● Dataset rows:
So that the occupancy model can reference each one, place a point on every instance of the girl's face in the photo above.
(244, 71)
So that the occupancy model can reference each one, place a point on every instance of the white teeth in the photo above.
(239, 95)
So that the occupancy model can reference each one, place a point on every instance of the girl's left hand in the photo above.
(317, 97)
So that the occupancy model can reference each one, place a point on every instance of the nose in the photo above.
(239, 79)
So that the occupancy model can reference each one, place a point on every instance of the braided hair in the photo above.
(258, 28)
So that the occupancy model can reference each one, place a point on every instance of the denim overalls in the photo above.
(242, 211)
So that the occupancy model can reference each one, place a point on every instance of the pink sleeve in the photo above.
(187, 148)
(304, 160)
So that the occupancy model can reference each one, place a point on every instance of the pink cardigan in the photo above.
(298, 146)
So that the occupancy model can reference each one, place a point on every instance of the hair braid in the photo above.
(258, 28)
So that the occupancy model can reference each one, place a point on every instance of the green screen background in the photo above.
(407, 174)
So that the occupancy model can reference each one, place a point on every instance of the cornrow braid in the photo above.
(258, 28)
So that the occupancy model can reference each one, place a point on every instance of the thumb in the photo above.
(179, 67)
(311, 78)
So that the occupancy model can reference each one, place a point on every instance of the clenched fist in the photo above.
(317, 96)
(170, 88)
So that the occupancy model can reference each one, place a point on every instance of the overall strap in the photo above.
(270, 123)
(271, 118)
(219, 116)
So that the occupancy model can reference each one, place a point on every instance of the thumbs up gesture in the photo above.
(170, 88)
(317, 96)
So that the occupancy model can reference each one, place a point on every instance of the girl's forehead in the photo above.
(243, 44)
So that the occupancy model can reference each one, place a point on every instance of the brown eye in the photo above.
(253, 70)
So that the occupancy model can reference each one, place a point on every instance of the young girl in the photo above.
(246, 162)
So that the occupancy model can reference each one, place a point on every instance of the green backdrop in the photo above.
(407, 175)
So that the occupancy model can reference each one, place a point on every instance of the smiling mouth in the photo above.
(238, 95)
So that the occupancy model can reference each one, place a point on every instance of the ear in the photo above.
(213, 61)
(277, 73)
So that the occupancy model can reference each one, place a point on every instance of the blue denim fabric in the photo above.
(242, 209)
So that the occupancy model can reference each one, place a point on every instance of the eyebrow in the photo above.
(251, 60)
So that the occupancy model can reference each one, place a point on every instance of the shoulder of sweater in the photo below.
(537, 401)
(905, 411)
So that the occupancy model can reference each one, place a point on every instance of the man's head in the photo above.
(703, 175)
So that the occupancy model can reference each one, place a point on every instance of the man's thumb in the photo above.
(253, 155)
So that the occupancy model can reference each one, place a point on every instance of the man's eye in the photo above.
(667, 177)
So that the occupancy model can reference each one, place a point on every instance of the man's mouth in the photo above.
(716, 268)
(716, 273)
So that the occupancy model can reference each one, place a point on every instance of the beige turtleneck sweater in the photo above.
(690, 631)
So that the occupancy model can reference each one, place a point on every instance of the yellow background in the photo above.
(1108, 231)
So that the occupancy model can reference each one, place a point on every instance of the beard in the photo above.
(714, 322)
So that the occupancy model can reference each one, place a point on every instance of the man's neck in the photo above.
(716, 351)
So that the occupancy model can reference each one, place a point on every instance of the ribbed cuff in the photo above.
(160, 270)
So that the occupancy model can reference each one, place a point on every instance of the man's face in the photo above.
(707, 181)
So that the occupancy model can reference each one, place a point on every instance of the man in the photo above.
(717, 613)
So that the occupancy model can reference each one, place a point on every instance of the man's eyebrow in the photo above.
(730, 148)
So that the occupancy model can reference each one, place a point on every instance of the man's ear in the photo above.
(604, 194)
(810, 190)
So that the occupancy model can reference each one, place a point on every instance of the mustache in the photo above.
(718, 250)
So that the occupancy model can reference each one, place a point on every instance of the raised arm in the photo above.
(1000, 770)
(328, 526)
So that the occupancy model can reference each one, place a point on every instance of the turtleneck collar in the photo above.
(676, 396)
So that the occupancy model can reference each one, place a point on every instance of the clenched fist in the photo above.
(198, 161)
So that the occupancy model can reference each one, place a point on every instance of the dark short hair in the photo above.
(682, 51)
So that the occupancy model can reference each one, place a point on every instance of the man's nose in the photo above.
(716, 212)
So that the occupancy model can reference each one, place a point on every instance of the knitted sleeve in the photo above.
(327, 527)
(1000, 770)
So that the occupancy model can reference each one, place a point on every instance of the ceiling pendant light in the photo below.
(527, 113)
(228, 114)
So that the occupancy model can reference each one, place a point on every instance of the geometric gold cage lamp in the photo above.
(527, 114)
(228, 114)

● What you have to do: Set down all of the entries exactly, please.

● Exercise result:
So that the occupancy model can reference each one, place a point on every instance of the girl's face in the photo above.
(244, 71)
So that the occupancy model can reference each one, place a point on every instance of the white teeth in the photo above.
(239, 95)
So that the occupancy model can reference each one, place a point on every instance of the girl's left hand in the photo above.
(317, 97)
So that the occupancy model can reference each one, place a point on every instance of the nose in the photo above.
(239, 79)
So that the occupancy model can reference each one, place a point on every instance of the braided hair in the photo above.
(258, 28)
So that the occupancy model can reference each one, place a point on every instance of the denim overalls in the photo above.
(242, 211)
So that the occupancy model can reference each one, place a point on every instance of the pink sleeve in the photo above.
(187, 148)
(304, 160)
So that the occupancy model can reference each one, place a point on every instance of the pink cardigan in the photo above.
(298, 146)
So that the occupancy model can reference each one, place a point on every instance of the hair braid in the photo above.
(258, 28)
So that the occupancy model can reference each one, place a point on every instance of the green screen background in the photo above.
(407, 174)
So that the occupancy model can reference each one, place a point on every instance of the cornrow braid in the photo above.
(258, 28)
So that the occupancy model can reference each one, place a point on every instance of the thumb in the photo above.
(179, 67)
(311, 78)
So that the occupancy model can reference each one, place a point on every instance of the clenched fist in the photo above.
(317, 96)
(170, 88)
So that the occupancy model can reference each one, place a point on every instance of the overall strap in the photo above.
(270, 123)
(271, 118)
(219, 116)
So that the occupancy model can reference each one, place a point on every instance of the thumbs up gesture in the photo above.
(170, 88)
(317, 96)
So that the occupancy model can reference each one, place a point on every instance of the girl's forehead in the photo above.
(243, 44)
So that the occupancy model can reference each one, place a point on every instance of the brown eye in the photo above.
(253, 70)
So that the occupancy model can reference each one, place a point on every instance of the young girl in the photo above.
(246, 162)
So that the occupancy model can reference each one, place a point on every instance of the green backdrop in the photo above.
(407, 175)
So that the occupancy model can reference each one, place a point on every instance of the smiling mouth in the photo above.
(238, 95)
So that the occupancy model can reference each one, place a point on every instance of the ear in the photo above.
(213, 61)
(277, 73)
So that the occupancy model can reference each one, place a point on every instance of the blue denim fabric in the photo above.
(242, 209)
So that the occupancy model can reference each one, place a point on every instance of the eyebrow in the photo above.
(251, 60)
So that the occupancy model can reference each one, place a point on every instance of the shoulder of sweater in the photo below.
(537, 401)
(905, 411)
So that the occupancy model can reference each one, place a point on every instance of the man's head in the photo above.
(703, 175)
So that the occupancy model can reference each one, place a point on every instance of the man's thumb in the photo above.
(253, 155)
So that the occupancy model can reference each one, place a point on every instance of the man's eye in the photo above.
(667, 177)
So that the occupancy model can reference each one, place a point on every instance of the man's mouth in the photo above.
(716, 268)
(716, 273)
So that the occupancy model can reference each one, place a point on every instance of the beige turtleneck sweater in the photo above.
(690, 631)
So that the occupancy model can reference each one, place a point on every instance of the yellow background in the photo above.
(1108, 231)
So that the occupancy model can reference each one, place a point on every instance of the beard in the photo above.
(714, 322)
So that the occupancy model can reference each one, place a point on every instance of the man's neck in the photo above.
(716, 351)
So that the occupancy model can reference each one, place a point on every instance of the ribbed cuff in the photo above.
(160, 270)
So that the occupancy model can reference each one, place a point on every instance of the man's face in the photo above.
(707, 181)
So that the occupancy model can reference each one, place a point on every instance of the man in the photo above.
(717, 613)
So that the occupancy model can reference each one, place a point on every instance of the man's eyebrow in the photo above.
(730, 148)
So that the occupancy model can reference each one, place a point on every instance of the man's ear in the photo above.
(604, 194)
(810, 190)
So that the occupancy model can reference each one, place a point on every instance of the mustache in the photo above.
(718, 250)
So that the occupancy model can reference each one, place a point on every instance of the raised arm in the photo above.
(1000, 770)
(328, 526)
So that the occupancy model can reference each one, place a point on every instance of the turtleneck collar in the photo above.
(676, 396)
So that the occupancy model can reference each one, place a point on every instance of the clenched fist in the photo above.
(198, 161)
So that the occupancy model can reference each one, place a point on every instance of the dark short hair in the photo above.
(682, 51)
So that the occupancy model can reference each one, place a point on every instance of the man's nose in the photo above.
(716, 212)
So that the occupancy model can reference each one, place a point on every instance of the knitted sleeve in the photo above.
(327, 527)
(1000, 770)
So that the occupancy model can reference each one, place a point on every instance of the ceiling pendant light in the photo below.
(527, 113)
(228, 114)
So that the occupancy model can reference each one, place a point on every instance of the geometric gold cage lamp in the photo above.
(527, 114)
(228, 114)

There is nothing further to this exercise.